>> Begin Data shown
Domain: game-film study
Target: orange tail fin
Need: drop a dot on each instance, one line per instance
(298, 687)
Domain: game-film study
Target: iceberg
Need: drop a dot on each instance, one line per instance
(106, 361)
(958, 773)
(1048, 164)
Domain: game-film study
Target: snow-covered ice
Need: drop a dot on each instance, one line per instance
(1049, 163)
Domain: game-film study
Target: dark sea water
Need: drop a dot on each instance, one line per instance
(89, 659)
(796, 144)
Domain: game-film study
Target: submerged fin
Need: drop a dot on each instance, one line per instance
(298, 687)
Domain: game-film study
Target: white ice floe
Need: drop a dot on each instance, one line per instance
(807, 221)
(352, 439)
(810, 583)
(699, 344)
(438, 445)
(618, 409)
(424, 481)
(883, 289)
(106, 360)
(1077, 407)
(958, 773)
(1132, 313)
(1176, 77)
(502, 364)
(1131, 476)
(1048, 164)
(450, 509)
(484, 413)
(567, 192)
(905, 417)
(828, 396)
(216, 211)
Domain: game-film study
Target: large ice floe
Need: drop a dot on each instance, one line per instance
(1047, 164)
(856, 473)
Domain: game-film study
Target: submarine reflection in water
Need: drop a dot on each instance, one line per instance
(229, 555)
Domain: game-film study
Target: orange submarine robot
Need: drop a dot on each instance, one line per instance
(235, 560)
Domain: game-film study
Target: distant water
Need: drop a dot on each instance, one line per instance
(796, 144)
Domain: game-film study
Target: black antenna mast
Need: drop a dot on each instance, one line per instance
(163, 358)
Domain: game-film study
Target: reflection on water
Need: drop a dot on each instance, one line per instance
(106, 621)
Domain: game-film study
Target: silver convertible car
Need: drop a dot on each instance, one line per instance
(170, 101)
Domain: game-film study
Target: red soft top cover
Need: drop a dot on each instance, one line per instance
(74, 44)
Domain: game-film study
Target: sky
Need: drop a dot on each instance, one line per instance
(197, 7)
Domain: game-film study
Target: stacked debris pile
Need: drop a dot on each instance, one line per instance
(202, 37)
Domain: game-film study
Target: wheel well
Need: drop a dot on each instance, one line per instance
>> End Data shown
Set exercise
Gather every line in the records above that contains the string "orange". Matching is case-sensitive.

Output below
Target: orange tail fin
Target: orange submarine robot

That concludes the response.